***** Data provided
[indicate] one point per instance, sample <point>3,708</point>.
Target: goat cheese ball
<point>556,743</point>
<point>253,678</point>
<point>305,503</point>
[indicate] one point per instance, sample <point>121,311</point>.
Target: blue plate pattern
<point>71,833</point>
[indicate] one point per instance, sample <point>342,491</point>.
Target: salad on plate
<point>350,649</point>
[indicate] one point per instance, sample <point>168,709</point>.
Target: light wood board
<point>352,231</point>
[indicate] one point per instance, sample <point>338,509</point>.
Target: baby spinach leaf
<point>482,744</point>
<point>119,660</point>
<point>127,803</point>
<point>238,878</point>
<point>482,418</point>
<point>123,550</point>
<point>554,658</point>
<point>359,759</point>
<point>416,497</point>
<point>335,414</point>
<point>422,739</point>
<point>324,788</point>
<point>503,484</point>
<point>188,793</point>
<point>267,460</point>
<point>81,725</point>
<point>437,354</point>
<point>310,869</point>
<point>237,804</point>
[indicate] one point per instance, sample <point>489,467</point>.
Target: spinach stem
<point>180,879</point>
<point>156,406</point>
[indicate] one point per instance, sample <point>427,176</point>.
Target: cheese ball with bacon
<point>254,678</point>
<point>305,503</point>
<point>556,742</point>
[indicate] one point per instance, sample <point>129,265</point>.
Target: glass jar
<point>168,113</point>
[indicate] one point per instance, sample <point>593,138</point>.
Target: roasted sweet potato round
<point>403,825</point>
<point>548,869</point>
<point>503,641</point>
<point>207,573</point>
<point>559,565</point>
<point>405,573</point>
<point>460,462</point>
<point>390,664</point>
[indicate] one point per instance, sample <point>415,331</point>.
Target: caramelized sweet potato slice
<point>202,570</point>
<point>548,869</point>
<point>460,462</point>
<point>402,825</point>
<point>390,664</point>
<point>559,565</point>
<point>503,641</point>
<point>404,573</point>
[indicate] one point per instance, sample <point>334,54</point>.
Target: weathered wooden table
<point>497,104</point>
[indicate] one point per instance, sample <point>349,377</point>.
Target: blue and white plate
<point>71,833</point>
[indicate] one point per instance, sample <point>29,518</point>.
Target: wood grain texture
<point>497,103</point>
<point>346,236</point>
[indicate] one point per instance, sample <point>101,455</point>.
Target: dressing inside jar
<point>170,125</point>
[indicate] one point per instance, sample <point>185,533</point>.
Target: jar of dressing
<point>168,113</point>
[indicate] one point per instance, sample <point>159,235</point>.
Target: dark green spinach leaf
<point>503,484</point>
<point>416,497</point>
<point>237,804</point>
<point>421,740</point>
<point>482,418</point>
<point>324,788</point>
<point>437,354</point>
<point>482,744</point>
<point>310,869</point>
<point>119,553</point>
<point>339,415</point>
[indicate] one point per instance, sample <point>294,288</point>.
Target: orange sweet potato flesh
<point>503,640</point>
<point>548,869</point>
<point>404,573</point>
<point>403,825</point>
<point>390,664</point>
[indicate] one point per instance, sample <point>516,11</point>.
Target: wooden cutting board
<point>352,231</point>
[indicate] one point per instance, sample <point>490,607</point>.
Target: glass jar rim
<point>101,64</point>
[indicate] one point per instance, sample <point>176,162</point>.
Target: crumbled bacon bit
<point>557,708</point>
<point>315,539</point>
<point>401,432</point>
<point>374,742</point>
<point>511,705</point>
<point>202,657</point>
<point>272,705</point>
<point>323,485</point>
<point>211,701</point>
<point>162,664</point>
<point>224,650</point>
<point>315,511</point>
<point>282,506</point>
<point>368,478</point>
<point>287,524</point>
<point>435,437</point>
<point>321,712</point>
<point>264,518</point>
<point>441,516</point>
**********
(The problem):
Retype the entries precisely as they stand.

(Answer to this problem):
[indicate] one point per instance, sample <point>3,708</point>.
Target: goat cheese ball
<point>556,743</point>
<point>253,678</point>
<point>305,503</point>
[indicate] one point per instance, sample <point>121,311</point>.
Target: blue plate pattern
<point>71,833</point>
[indicate] one point per instance, sample <point>342,491</point>.
Target: salad on plate
<point>350,649</point>
[indicate] one point per instance, sample <point>168,709</point>.
Target: light wood board
<point>352,231</point>
[indicate] one point per instance, sample <point>338,509</point>.
Target: baby spinach leaf
<point>482,744</point>
<point>119,660</point>
<point>127,803</point>
<point>238,878</point>
<point>482,418</point>
<point>123,550</point>
<point>554,658</point>
<point>359,759</point>
<point>416,497</point>
<point>335,414</point>
<point>422,739</point>
<point>324,788</point>
<point>503,484</point>
<point>188,793</point>
<point>267,460</point>
<point>81,725</point>
<point>437,354</point>
<point>310,869</point>
<point>237,804</point>
[indicate] one point per instance, sample <point>489,467</point>.
Target: spinach stem
<point>180,879</point>
<point>156,406</point>
[indicate] one point per instance, sample <point>427,176</point>.
Target: cheese ball with bacon
<point>254,678</point>
<point>305,503</point>
<point>556,742</point>
[indicate] one point per instance, sample <point>129,265</point>.
Target: glass jar
<point>168,113</point>
[indicate] one point per instance, sample <point>593,138</point>.
Target: roasted sweet potato round
<point>403,825</point>
<point>548,869</point>
<point>503,641</point>
<point>207,573</point>
<point>559,565</point>
<point>405,573</point>
<point>460,462</point>
<point>390,664</point>
[indicate] one point per instance, sample <point>415,331</point>.
Target: caramelized sweet potato slice
<point>202,570</point>
<point>548,869</point>
<point>460,462</point>
<point>402,825</point>
<point>390,664</point>
<point>559,565</point>
<point>503,641</point>
<point>404,573</point>
[indicate] one point per instance, sample <point>334,54</point>.
Target: weathered wooden table
<point>497,104</point>
[indicate] one point per instance, sample <point>349,377</point>.
Target: blue and white plate
<point>71,833</point>
[indicate] one point per instance, sample <point>29,518</point>.
Target: wood grain texture
<point>497,103</point>
<point>346,236</point>
[indicate] one point per instance, sample <point>101,455</point>.
Target: dressing inside jar
<point>170,125</point>
[indicate] one point per instance, sample <point>185,533</point>.
Target: jar of dressing
<point>168,113</point>
[indicate] one point per instance, sample <point>159,235</point>.
Target: dark green spinach leaf
<point>503,484</point>
<point>416,497</point>
<point>237,804</point>
<point>421,740</point>
<point>482,418</point>
<point>324,788</point>
<point>437,354</point>
<point>482,744</point>
<point>310,869</point>
<point>119,553</point>
<point>339,415</point>
[indicate] one point per instance, sample <point>294,288</point>.
Target: orange sweet potato flesh
<point>503,640</point>
<point>548,869</point>
<point>404,573</point>
<point>403,825</point>
<point>390,664</point>
[indicate] one point per instance, sample <point>516,11</point>.
Target: wooden cutting board
<point>352,231</point>
[indicate] one point per instance, sample <point>490,607</point>.
Target: glass jar rim
<point>101,64</point>
[indicate] one point per instance, sample <point>176,162</point>.
Target: crumbled bacon bit
<point>557,708</point>
<point>315,539</point>
<point>401,432</point>
<point>374,742</point>
<point>511,705</point>
<point>202,657</point>
<point>272,705</point>
<point>323,485</point>
<point>211,701</point>
<point>162,664</point>
<point>224,650</point>
<point>315,511</point>
<point>282,506</point>
<point>368,478</point>
<point>287,524</point>
<point>435,437</point>
<point>321,712</point>
<point>264,518</point>
<point>441,516</point>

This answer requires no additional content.